#### Problem requirements
Tally the lines of the records below that contain the string "target". Reply with the number alone.

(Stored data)

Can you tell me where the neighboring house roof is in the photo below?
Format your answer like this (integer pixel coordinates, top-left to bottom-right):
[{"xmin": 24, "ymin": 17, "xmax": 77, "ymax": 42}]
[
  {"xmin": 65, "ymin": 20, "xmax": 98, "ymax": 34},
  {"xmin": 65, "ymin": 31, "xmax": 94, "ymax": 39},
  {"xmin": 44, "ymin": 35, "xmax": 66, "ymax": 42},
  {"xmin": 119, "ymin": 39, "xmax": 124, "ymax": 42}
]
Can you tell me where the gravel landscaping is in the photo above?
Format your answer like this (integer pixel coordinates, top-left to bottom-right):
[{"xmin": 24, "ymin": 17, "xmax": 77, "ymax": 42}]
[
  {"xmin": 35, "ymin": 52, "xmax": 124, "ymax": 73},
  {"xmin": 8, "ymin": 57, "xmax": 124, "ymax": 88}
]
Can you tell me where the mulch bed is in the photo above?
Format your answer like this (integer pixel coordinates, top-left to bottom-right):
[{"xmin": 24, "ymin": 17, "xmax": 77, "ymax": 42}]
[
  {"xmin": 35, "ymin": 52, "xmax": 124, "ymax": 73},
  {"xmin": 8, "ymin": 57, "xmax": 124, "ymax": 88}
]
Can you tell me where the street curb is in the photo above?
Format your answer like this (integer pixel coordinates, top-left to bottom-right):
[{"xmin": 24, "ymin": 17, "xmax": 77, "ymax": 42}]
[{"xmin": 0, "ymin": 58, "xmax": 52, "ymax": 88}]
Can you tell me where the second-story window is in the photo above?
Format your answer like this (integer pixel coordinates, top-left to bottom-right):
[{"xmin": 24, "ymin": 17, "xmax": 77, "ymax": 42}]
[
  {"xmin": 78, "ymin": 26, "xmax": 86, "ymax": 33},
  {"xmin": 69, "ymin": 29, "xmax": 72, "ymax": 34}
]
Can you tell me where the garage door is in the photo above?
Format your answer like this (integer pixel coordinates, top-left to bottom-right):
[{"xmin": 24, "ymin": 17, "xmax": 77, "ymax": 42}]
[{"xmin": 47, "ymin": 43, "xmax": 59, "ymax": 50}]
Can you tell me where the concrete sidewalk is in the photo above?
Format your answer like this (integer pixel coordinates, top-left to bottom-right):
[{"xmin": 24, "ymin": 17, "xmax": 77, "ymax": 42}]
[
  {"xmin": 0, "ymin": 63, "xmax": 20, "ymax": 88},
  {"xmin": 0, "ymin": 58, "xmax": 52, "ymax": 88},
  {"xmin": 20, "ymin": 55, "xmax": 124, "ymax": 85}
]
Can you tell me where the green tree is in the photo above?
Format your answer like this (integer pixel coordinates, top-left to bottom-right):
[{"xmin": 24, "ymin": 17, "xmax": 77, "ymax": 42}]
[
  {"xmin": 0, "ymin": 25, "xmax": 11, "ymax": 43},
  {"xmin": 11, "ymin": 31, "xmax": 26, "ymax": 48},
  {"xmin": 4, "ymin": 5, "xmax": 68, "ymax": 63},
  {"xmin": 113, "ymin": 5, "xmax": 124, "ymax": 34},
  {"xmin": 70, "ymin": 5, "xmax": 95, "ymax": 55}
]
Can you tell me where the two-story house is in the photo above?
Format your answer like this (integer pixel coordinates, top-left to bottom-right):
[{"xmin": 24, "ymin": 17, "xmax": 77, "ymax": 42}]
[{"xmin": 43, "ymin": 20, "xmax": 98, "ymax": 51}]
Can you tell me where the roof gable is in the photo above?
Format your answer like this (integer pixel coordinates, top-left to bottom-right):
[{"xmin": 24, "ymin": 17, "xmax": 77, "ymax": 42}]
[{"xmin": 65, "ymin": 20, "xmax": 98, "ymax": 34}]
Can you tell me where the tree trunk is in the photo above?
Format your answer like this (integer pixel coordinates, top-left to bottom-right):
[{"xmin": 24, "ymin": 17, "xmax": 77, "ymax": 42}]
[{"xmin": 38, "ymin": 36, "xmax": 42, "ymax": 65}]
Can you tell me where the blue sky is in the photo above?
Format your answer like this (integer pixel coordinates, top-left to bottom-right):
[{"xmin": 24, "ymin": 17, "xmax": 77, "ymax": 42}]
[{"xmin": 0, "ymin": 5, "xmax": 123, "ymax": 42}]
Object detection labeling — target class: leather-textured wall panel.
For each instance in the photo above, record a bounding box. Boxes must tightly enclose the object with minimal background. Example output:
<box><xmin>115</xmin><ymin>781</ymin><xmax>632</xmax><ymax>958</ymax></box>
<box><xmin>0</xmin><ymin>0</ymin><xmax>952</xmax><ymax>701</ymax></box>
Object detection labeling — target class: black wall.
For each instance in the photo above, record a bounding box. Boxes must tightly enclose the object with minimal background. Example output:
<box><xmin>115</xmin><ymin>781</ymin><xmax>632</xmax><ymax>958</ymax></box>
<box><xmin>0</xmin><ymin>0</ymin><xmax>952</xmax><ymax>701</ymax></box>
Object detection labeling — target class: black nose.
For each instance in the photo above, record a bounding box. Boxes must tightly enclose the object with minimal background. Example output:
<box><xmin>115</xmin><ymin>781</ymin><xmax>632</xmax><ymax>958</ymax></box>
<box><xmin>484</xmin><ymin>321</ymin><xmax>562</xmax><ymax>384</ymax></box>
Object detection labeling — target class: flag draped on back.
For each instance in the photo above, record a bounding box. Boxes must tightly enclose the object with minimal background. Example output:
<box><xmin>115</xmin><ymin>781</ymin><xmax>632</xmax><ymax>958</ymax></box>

#### Response to this exercise
4